*Textausschnitt*.

16.10.2008

Yürgen, Wudang 16.10.08

Gestern, als wir auf dem Tianzhu waren, zogen langsam Wolken auf, die Täler waren in Dunst gehüllt. Himmel und Erde vermischten sich. Am späten Abend hörte ich das befürchtete Rauschen - Regen. Aber nur für wenige Minuten. Heute Morgen ist der Himmel wieder klar und wolkenlos. Donnerstags ist trainingsfrei. Ich werde im Tal des sorglosen Lebens wandern.

War das ein Tag!

Kurz nach neun hab ich mich aufgemacht und bin mit dem Bus runtergefahren zum Tal des sorglosen Lebens (xiaoyao = frei sein, locker), mit mir steigen Cheng Qiang (Frank) und Jiang Fu Rong aus. Müssen schon vorher am Nanyan eingestiegen sein. Sie wollen auch das Tal durchwandern, weil ich mir aber Zeit lassen will, schicke ich sie vor. Ich mache das dann auch erst mal alles ganz gemächlich, fotografiere vieles und steige wieder rauf zum Yu Xu Tempelchen, einem meiner Lieblingsplätze. (suche Sponsor, um dort die Klause wieder zu errichten und mindestens 6 Monate im Jahr dort leben zu können)
Das Tal ist wirklich wunderschön, es entzieht sich meiner Beschreibung. Auf einem Felsen gesessen, bisschen Kekse und Mandarinen gegessen, Einen Wasserfall zur Linken bewundert (Schwarzer Drachen Pool) weitergewandert, alleine, plötzlich begenet mir der junge Russe, der neben mir imBus gesessen hat. ist mit einer Gruppe hier aus St. Petersburg und Kasachstan, machen Qigong. Er ist zum ersten Mal in China und zum ersten Mal in seinem Leben in den Bergen. Wow und dann gleich Wudangshan. Er wird mich überholt haben als ich oben im Yu Xu saß.Hat nen strammen Schritt drauf. Dann kommt der nächste große Wasserfall (Weißer Drachen Pool), fast versteckt inmitten eines riesigen Felsendoms. Links davon gehts dann Treppen hoch. Musste ja so kommen, wenn man mit dem Bus 10 Minuten lang Serpentinen bergab fährt, muss man irgendwann wieder bergauf. Und es geht bergauf! Irgendwann nach ca. 1 Liter Wasserverlust höre ich den Wasserfall weit unter mir und der Weg gabelt sich. Rechts gehts deutlich wieder abwärts, links weiter bergauf. Ich mache einen kurzen Erkundungsgang nach rechts und entschließe mich, auf keinen Fall wieder runter und später erneut hochsteigen zu müssen.

*Einträge mit beschrifteten Punkten*.
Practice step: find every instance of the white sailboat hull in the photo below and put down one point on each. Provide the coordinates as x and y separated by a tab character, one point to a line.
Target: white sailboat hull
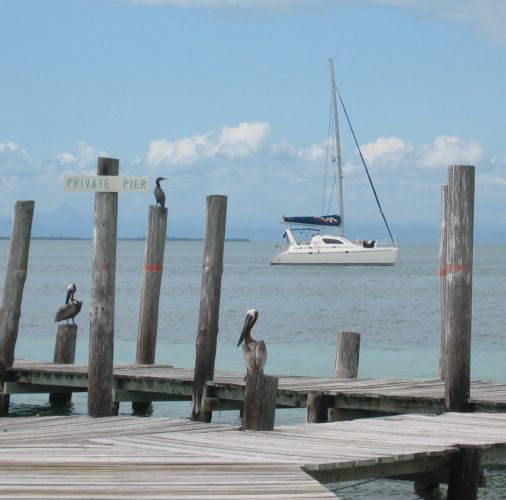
346	253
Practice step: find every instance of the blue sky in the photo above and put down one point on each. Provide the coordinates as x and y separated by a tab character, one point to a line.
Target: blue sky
224	98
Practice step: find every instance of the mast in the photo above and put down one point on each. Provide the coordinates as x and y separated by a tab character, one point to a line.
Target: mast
338	148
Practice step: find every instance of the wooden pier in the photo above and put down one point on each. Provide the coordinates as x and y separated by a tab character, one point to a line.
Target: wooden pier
132	457
226	391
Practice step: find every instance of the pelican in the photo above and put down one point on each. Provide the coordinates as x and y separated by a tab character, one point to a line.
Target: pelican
254	352
71	308
159	194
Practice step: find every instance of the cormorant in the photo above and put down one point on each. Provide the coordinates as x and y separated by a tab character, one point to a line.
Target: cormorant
71	308
254	352
159	194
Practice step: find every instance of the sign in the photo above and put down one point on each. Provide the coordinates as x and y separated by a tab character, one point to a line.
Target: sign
107	183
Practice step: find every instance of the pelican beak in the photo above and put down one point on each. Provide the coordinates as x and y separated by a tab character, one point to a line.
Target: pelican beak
249	321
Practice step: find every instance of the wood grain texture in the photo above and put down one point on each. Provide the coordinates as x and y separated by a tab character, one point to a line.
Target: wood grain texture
209	310
103	281
347	355
151	285
82	457
260	396
442	281
64	353
15	276
458	274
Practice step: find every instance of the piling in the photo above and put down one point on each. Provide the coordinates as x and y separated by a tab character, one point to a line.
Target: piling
347	355
442	281
150	291
207	330
464	477
15	276
100	381
259	409
64	353
346	366
457	275
317	408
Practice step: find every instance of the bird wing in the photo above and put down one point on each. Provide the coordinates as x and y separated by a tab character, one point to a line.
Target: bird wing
260	355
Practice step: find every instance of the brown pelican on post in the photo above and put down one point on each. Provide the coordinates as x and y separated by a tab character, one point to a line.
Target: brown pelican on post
159	194
71	308
254	352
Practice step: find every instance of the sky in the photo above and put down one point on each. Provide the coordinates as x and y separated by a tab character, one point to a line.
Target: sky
232	97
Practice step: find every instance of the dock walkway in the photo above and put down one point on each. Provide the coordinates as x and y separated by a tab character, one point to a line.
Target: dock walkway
226	391
132	457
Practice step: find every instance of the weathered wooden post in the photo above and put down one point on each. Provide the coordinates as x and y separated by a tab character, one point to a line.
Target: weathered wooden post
346	366
100	366
212	270
442	280
317	408
259	409
150	293
347	355
64	353
15	276
464	477
458	285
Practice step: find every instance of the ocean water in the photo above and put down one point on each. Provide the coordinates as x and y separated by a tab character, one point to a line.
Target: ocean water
396	310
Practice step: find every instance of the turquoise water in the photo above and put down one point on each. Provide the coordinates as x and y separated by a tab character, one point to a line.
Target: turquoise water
396	310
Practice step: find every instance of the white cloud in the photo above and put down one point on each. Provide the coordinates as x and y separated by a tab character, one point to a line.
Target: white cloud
385	148
449	150
485	16
84	157
230	142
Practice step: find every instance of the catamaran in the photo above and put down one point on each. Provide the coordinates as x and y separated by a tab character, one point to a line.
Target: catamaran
312	245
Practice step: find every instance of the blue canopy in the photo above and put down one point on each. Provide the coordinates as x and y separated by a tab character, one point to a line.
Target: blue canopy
316	220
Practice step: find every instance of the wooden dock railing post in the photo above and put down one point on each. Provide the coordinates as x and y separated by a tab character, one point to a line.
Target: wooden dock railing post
100	378
15	276
150	293
347	355
458	274
64	353
259	409
207	330
347	358
464	477
442	280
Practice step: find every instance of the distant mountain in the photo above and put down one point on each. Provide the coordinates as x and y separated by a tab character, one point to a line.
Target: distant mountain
69	222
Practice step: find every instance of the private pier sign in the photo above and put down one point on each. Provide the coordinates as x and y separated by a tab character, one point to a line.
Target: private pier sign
106	183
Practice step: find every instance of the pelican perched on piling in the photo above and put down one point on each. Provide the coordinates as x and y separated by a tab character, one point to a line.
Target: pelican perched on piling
159	194
254	352
71	308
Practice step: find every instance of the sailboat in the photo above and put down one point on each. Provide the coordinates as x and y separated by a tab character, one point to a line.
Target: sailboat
314	246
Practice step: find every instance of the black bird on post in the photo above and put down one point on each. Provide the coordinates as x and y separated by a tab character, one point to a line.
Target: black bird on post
71	308
159	194
254	352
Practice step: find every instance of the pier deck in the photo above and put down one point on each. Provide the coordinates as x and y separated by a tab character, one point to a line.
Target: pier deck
162	383
122	457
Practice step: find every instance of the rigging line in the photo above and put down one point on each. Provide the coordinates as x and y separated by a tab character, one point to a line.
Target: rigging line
324	193
365	166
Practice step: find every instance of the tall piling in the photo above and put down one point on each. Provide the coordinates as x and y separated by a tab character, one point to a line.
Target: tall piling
457	273
260	396
442	281
346	366
15	276
150	291
64	353
100	379
347	355
207	329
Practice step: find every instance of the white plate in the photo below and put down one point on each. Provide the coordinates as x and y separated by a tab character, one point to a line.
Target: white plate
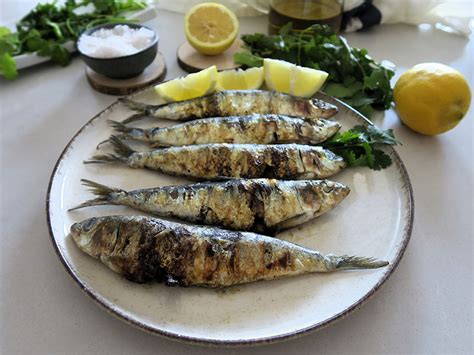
374	220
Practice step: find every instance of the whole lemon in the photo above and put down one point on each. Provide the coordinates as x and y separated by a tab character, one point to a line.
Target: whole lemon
431	98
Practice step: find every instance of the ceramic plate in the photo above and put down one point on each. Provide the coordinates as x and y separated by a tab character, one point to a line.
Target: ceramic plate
374	220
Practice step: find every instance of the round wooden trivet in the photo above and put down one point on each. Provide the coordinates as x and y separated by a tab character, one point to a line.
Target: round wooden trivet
192	61
154	73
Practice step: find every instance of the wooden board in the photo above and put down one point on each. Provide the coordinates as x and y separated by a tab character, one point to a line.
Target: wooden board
192	61
154	73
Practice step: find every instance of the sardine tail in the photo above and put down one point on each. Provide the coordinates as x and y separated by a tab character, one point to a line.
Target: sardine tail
346	262
103	193
127	132
134	105
122	152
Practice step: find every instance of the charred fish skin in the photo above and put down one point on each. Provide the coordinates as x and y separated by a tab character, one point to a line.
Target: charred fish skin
234	103
259	205
144	249
217	161
256	128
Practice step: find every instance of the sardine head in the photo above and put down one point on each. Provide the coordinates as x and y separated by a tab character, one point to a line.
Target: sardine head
321	109
94	236
328	127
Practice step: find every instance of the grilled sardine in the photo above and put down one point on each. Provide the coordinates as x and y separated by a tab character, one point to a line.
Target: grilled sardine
215	161
234	103
259	129
146	249
259	205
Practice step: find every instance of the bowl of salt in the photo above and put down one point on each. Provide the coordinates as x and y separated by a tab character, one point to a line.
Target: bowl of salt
118	50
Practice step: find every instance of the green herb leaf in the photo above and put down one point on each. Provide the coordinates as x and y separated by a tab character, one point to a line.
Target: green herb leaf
8	66
353	77
48	26
357	146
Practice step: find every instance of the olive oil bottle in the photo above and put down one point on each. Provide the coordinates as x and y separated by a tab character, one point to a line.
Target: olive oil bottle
304	13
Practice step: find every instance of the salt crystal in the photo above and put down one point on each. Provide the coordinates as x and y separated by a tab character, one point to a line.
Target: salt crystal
118	41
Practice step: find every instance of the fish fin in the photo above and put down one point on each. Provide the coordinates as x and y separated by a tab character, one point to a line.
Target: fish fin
120	127
134	133
122	152
291	222
346	262
134	105
102	191
133	118
224	178
142	109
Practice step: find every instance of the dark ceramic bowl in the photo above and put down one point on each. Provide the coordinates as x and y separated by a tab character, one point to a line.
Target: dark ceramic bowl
122	67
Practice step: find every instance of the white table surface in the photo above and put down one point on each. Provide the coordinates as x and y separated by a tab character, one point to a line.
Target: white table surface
425	307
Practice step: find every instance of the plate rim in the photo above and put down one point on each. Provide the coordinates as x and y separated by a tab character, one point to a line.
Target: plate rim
233	343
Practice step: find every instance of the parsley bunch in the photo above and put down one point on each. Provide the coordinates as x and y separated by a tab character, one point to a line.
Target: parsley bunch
357	146
46	28
354	77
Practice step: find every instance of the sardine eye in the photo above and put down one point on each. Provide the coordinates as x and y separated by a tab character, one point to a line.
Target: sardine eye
87	225
328	187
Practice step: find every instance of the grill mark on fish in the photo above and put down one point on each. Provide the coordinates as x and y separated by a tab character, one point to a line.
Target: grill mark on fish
255	128
220	103
180	255
214	161
254	204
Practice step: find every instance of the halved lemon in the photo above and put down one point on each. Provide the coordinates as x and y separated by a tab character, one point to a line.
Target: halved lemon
292	79
210	28
239	79
188	87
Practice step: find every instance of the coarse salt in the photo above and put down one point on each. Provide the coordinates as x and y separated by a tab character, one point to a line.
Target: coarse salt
118	41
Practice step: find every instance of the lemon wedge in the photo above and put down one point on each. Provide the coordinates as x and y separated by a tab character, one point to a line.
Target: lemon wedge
239	79
210	28
292	79
188	87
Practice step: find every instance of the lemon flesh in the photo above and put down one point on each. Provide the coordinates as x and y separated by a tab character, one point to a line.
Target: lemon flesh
292	79
210	28
431	98
238	79
190	86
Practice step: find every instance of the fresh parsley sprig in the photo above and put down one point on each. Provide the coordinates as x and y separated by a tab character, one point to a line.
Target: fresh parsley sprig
358	146
354	77
46	28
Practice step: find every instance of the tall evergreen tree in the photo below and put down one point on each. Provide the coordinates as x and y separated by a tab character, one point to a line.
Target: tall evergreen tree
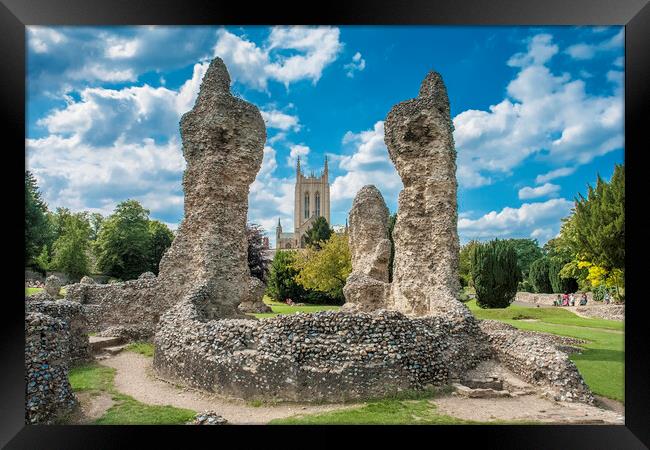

*Aufgabenziel*.
Erkläre in ein bis drei Sätzen, warum Cheng Qiang und Jiang Fu Rong im Tagebucheintrag über die Wanderung im Tal des sorglosen Lebens vorausgeschickt werden.

*Gelöste Aufgabe*.
Die beiden wollen ebenfalls das Tal durchwandern. Die schreibende Person möchte sich dabei aber Zeit lassen und schickt sie deshalb vor.